***** Input material *****

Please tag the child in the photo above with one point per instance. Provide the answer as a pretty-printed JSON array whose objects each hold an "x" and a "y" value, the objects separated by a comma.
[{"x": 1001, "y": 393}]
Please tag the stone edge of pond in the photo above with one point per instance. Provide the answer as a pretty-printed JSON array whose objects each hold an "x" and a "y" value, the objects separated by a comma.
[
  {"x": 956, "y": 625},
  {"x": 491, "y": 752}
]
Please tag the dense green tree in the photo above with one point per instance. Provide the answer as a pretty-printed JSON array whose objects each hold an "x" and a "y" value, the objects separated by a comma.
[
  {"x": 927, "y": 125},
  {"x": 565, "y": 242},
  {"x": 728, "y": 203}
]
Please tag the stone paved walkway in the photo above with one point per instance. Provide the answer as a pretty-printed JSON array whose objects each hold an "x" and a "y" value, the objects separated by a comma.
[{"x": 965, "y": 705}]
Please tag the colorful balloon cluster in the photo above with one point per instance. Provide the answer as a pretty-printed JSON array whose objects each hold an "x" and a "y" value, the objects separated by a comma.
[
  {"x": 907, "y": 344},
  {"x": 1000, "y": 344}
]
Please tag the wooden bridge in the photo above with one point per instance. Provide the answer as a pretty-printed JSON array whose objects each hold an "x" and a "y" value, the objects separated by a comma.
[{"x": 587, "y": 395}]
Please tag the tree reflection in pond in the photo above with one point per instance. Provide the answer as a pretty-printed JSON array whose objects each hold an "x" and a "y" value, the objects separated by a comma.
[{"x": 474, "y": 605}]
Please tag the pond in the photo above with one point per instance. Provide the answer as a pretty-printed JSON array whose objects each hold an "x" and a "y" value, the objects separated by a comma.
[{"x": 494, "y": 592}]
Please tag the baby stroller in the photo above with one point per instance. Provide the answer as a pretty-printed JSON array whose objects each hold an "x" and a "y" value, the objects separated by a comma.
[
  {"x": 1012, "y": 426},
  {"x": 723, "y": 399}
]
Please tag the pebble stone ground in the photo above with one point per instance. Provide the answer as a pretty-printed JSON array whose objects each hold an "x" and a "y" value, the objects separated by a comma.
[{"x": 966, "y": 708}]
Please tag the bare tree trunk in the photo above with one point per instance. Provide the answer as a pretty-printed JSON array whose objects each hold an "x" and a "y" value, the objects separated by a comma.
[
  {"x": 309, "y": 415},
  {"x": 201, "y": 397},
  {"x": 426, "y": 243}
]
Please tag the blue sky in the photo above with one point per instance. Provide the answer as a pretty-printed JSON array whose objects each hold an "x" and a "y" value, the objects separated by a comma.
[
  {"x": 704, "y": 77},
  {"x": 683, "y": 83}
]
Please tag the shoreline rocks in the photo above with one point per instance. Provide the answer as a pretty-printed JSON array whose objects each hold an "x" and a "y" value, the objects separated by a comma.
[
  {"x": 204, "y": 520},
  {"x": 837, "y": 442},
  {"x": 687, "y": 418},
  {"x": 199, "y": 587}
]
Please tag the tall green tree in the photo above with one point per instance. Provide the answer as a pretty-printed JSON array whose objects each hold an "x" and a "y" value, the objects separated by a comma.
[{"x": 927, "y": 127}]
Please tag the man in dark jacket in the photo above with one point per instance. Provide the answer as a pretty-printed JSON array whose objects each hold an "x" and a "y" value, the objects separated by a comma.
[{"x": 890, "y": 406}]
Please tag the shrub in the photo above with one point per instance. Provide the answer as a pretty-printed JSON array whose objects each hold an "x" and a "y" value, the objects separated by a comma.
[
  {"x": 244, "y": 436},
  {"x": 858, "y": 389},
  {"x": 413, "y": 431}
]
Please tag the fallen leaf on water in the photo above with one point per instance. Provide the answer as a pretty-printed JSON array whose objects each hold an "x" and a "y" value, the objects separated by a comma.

*****

Stated task: Return every one of the records above word for word, with each line unchanged and in its original order.

Exercise solution:
Please tag the child in the photo above with one point per instance. Provide the answer as a pretty-printed JSON array whose objects each hold an "x" and a "y" value, the objects separated by a comma.
[{"x": 1001, "y": 393}]
Please tag the stone edge of pond in the photo above with one point per instance. Provide the answer as a pretty-printed JSON array whose objects each hold an "x" and a "y" value, the objects separated by a comma.
[
  {"x": 956, "y": 625},
  {"x": 491, "y": 752}
]
Please tag the dense green tree in the photo above with one point per instance. Provide the answer as a pretty-printed JSON array whose objects each hold an "x" and a "y" value, the objects separated by a comma.
[
  {"x": 927, "y": 125},
  {"x": 565, "y": 242},
  {"x": 728, "y": 203}
]
Please tag the stone paved walkway in the photo above with one point per instance. Provide the answer as a pretty-printed JSON array whose objects each hold an "x" and a "y" value, the objects separated by a comma.
[{"x": 965, "y": 705}]
Please tag the colorful balloon cluster in the photo above with one point per instance. Provide the answer as a pretty-printed JSON array whose objects each hold an "x" and a "y" value, the objects separated by a comma.
[
  {"x": 907, "y": 344},
  {"x": 1000, "y": 344}
]
Please tag the wooden bridge in the photo above with one point per instance. Provide the answer as a pretty-printed JSON array whose objects each hold an "x" and a "y" value, the objects separated by a comma.
[{"x": 587, "y": 395}]
Please tag the tree reflection in pond in the photo above with one point per instance. Provide the answer as a pretty-printed JSON array whose objects each hold an "x" and a "y" value, the objects separated by a comma.
[{"x": 474, "y": 605}]
Please tag the pond in the photo above with one point per instance. Provide the answer as a pretty-printed JSON array whose objects each hold an "x" and a "y" value, the objects separated by a comma.
[{"x": 494, "y": 592}]
Please tag the baby stroller in the photo above with one point per instance. Provide the answer as a pretty-printed JSON array whose objects each hold an "x" and a "y" value, the objects separated by a comma.
[
  {"x": 1012, "y": 426},
  {"x": 723, "y": 399}
]
Please tag the pebble stone ground in the photo above with one point per instance. Provide the answer as a pretty-printed JSON array whose objects each hold an "x" and a "y" value, the objects separated by a comma.
[{"x": 966, "y": 708}]
Please tag the bare tree trunk in the photo above with one point per instance. Provide the answer as a pretty-printed JSON array whose objects each hold an "x" and a "y" value, the objects separated by a comma.
[
  {"x": 309, "y": 415},
  {"x": 201, "y": 397},
  {"x": 426, "y": 243}
]
Please tag the blue sky in the photo above with one point per instance. Provide the answer as a pretty-printed JSON array whose objects each hold an "x" and a "y" value, the objects separated by a comma.
[
  {"x": 704, "y": 77},
  {"x": 683, "y": 83}
]
Please tag the shoreline rocks in the photo above with one point per instance. Provide the answer as a pretty-printed JSON array whose objects each hold an "x" and a "y" value, the objects separated by a comma.
[
  {"x": 204, "y": 520},
  {"x": 837, "y": 442},
  {"x": 687, "y": 418},
  {"x": 199, "y": 587}
]
Please tag the tall green tree in the photo above with one point per instance. Provide the answer as a pretty-printed JSON array whose objects each hold an "x" and a "y" value, the objects separated by a comma.
[{"x": 927, "y": 127}]
Please tag the man in dark jacket in the photo above with one point per instance. Provide the answer as a pretty-printed JSON array whose objects each hold an "x" and a "y" value, the objects separated by a comma.
[{"x": 890, "y": 406}]
Please tag the shrub in the photo above with one point per instance. Provide the answer as a pretty-printed JSON array whose objects each hold an "x" and a "y" value, the objects separated by a comma.
[
  {"x": 244, "y": 436},
  {"x": 858, "y": 389},
  {"x": 413, "y": 431}
]
Please tag the fallen leaf on water in the photo above with one point per instance. Provide the answer as a pretty-printed JSON array whose objects each hold an "x" and a "y" value, the objects separated by a comma.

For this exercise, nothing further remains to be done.